[PASSAGE SHOWN]
/---

Tod R. Lauer (born 1957) is an American astronomer on the research staff of the National Optical Astronomy Observatory.  He was a member of the Hubble Space Telescope Wide Field and Planetary Camera team, and is a founding member of the Nuker Team.  His research interests includes observational searches for massive black holes in the centers of galaxies, the structure of elliptical galaxies, stellar populations, large-scale structure of the universe, and astronomical image processing.   He was the Principal Investigator of the Destiny JDEM concept study, one of the precursors to the Nancy Grace Roman Space Telescope mission. Asteroid 3135 Lauer is named for him. He appears in an episode of the documentary series Naked Science. He joined the New Horizons Pluto team in order to apply his extensive experience with deep space imaging to the New Horizons data, yielding significantly clearer and mathematically accurate images of Pluto and Charon.

\---

[GOALS]
1. In the passage about astronomer Tod R. Lauer, which asteroid bears his name?
2. Extend the passage about astronomer Tod R. Lauer, picking up right after its final sentence.
The records that follow were drawn from a separate source and are unrelated to the passage about Tod R. Lauer.

Location identification records

/---

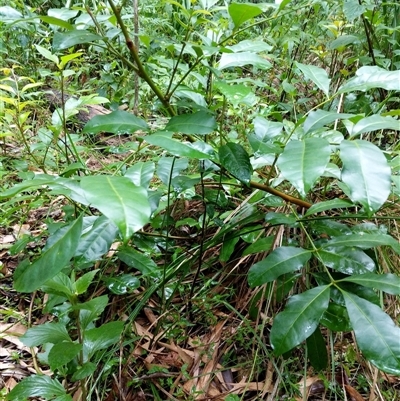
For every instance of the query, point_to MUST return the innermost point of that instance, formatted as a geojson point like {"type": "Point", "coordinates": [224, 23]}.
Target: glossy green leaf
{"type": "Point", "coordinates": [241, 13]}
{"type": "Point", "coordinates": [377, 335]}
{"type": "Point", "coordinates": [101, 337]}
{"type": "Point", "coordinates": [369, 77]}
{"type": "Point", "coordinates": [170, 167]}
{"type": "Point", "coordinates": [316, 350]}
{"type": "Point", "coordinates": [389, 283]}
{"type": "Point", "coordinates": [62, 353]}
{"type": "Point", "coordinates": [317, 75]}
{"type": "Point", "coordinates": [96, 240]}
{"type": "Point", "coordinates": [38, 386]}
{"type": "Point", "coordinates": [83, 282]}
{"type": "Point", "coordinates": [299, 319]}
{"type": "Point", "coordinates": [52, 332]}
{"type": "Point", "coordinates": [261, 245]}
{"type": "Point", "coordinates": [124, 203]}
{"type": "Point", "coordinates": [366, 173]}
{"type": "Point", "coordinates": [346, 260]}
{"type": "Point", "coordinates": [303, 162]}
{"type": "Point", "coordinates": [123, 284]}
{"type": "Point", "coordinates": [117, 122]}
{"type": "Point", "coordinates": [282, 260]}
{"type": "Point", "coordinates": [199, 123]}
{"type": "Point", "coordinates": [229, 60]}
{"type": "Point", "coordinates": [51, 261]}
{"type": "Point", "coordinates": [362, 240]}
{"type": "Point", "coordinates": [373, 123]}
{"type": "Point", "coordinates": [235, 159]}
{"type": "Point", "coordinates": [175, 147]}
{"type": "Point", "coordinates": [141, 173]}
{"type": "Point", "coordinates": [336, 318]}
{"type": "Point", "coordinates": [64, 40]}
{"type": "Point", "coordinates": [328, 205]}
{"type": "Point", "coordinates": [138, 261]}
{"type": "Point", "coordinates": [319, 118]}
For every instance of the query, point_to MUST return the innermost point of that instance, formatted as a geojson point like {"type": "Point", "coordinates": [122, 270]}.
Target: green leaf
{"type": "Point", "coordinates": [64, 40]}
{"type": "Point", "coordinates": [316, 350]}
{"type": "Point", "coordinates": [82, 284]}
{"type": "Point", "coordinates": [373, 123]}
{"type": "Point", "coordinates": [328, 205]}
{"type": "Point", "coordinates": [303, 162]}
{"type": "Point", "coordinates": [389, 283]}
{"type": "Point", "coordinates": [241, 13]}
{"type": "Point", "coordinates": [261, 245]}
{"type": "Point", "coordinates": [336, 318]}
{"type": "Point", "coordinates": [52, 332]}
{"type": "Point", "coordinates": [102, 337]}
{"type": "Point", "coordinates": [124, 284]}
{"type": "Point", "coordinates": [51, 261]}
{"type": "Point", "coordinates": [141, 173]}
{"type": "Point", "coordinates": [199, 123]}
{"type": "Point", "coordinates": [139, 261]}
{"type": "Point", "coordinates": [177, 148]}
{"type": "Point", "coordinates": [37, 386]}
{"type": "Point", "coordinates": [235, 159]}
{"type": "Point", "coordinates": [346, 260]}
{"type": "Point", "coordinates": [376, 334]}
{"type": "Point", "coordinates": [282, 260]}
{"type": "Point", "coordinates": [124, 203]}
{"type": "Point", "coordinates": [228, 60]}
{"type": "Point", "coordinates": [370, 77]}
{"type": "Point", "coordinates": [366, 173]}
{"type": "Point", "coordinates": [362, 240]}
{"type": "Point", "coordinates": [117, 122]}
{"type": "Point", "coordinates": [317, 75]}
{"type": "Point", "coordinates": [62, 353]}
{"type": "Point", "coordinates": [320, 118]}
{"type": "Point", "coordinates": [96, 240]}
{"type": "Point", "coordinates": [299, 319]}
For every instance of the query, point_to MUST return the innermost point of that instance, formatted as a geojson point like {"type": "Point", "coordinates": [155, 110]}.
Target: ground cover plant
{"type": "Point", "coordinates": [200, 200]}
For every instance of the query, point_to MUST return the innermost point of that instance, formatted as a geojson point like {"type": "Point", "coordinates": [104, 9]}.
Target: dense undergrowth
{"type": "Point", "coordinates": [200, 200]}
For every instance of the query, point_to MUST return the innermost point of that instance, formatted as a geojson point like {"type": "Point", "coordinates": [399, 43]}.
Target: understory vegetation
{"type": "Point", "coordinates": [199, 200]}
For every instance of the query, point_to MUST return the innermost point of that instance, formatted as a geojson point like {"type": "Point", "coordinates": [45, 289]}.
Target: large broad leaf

\---

[ANSWER SET]
1. Asteroid 3135 Lauer.

2.
Early life and education
Lauer studied Astronomy at the California Institute of Technology and graduated with a BS degree in 1979. He received his PhD degree in Astronomy from the University of California, Santa Cruz in 1983 for High resolution surface photometry of elliptical galaxies.

Awards and honors
An asteroid, (3135) Lauer, was named in his honor in 1981. In 1992, Lauer was awarded the NASA Exceptional Scientific Achievement Medal for his work with the Wide-Field and Planetary Camera aboard the Hubble Space Telescope. Lauer has been twice awarded the AURA Outstanding Achievement Award for Outstanding Science for 1993 and 2016 by the Association of Universities for Research in Astronomy. As a member of the New Horizons team, Lauer shared the 2017 NASA Group Achievement Award. As a member of the Event Horizon Telescope collaboration, Lauer shared the 2020 Breakthrough Prize in Fundamental Physics.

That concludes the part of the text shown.